WHAT THE TASK REQUIRES =>
Quote the lines from the line holding "98L180 87L171 86L167" to the very end of the listing, exactly, and no others.

SUPPLIED MATERIAL =>
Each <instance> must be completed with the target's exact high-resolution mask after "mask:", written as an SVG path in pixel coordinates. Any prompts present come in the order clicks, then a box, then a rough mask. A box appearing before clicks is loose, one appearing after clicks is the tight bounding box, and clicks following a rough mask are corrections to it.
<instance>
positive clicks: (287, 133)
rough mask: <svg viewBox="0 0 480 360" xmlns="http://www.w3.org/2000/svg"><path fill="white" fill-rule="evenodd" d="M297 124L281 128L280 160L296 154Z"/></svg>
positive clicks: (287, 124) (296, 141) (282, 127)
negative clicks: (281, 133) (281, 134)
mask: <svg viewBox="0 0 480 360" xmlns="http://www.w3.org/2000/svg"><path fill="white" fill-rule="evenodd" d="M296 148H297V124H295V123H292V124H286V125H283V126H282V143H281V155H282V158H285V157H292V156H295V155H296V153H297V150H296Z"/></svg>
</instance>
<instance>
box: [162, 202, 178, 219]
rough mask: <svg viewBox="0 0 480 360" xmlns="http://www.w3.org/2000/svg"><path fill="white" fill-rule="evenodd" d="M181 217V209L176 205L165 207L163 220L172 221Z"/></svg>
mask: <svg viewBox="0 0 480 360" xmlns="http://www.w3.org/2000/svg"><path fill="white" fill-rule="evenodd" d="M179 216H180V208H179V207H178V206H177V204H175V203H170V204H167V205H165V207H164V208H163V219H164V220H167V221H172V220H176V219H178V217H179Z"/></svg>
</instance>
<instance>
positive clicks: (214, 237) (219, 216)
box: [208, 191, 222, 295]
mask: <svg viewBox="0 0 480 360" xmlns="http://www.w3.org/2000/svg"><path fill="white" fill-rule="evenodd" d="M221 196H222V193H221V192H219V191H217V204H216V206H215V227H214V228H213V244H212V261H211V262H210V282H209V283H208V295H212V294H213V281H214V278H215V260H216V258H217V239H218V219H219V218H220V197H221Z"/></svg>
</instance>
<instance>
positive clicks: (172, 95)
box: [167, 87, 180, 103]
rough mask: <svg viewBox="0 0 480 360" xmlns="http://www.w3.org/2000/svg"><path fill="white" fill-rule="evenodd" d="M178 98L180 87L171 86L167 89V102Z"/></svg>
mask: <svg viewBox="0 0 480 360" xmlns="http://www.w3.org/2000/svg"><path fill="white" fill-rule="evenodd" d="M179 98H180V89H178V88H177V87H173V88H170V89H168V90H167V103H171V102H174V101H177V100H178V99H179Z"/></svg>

RESULT =>
rough mask: <svg viewBox="0 0 480 360" xmlns="http://www.w3.org/2000/svg"><path fill="white" fill-rule="evenodd" d="M178 98L180 87L171 86L167 89V102Z"/></svg>
mask: <svg viewBox="0 0 480 360" xmlns="http://www.w3.org/2000/svg"><path fill="white" fill-rule="evenodd" d="M179 98H180V89H178V88H177V87H173V88H170V89H168V90H167V103H171V102H174V101H177V100H178V99H179Z"/></svg>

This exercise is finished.